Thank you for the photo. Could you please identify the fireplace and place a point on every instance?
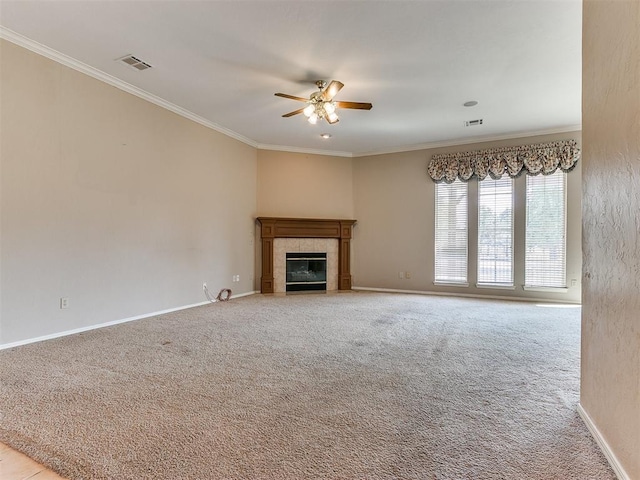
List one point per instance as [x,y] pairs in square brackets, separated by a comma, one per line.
[303,230]
[306,272]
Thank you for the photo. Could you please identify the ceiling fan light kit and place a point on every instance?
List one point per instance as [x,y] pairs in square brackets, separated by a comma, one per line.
[320,104]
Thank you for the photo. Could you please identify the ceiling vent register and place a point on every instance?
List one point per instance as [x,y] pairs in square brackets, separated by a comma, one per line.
[135,62]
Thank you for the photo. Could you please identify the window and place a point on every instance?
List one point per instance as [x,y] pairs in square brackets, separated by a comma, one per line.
[495,232]
[545,241]
[451,233]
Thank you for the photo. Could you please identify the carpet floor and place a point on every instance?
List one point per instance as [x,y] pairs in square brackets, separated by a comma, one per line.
[353,385]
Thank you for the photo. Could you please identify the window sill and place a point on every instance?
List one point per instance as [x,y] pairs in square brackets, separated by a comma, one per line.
[450,284]
[497,287]
[546,289]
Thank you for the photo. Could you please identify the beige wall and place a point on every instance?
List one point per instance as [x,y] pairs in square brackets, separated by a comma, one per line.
[111,201]
[394,199]
[610,386]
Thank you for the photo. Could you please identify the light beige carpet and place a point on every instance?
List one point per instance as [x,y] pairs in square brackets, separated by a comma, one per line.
[337,386]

•••••

### Work required
Return all of the rows above word for word, but leave out the picture.

### Solution
Thank you for the photo. Could you please identify the fireplace and place a point on every instance?
List one point per instance as [x,y] pairs in square brackets, separated by a comma, one per line.
[303,230]
[306,272]
Thank you for the photo. Could you please identify the ceiling fan light kit and place a point on every instance?
List one point per instance as [x,y] pairs in square brackets, separated by a comma, one per line.
[320,104]
Thank you for the photo. Could you please identify the ceiling vent register and place a point on every instance?
List one point per instance as [x,y] pairs in square brackets, separated by a comma, one per line.
[135,62]
Thank you for the photo. Could you please identify the window and place a point on every instance?
List one point per instance as [x,y] pairs in square brackets, separated by a comma, one per line.
[495,232]
[545,241]
[451,233]
Thank you for the photo. Could you please identify the carpet floor and place a point on every instance?
List one point per instance as [x,y] pairs in square brackets, separated by a comma, one per line.
[353,385]
Thank you for the photo. Could you please identify the window sill and place a point on every instance?
List one point per instance as [x,y] pairs in square brackets, separated by a comma, one per line.
[450,284]
[497,287]
[546,289]
Thank you for the photo. Could you please identify the beige wall and place a point on every instance?
List one point per instance as [x,y] pairs in square brackets, separated by a comma, one per line.
[111,201]
[394,199]
[610,386]
Thank you for the photo. Could you please identify the light beige carpet and place a point on every instance?
List one point per instance as [x,y] pairs in square brackets, separated by a comma, one per line.
[337,386]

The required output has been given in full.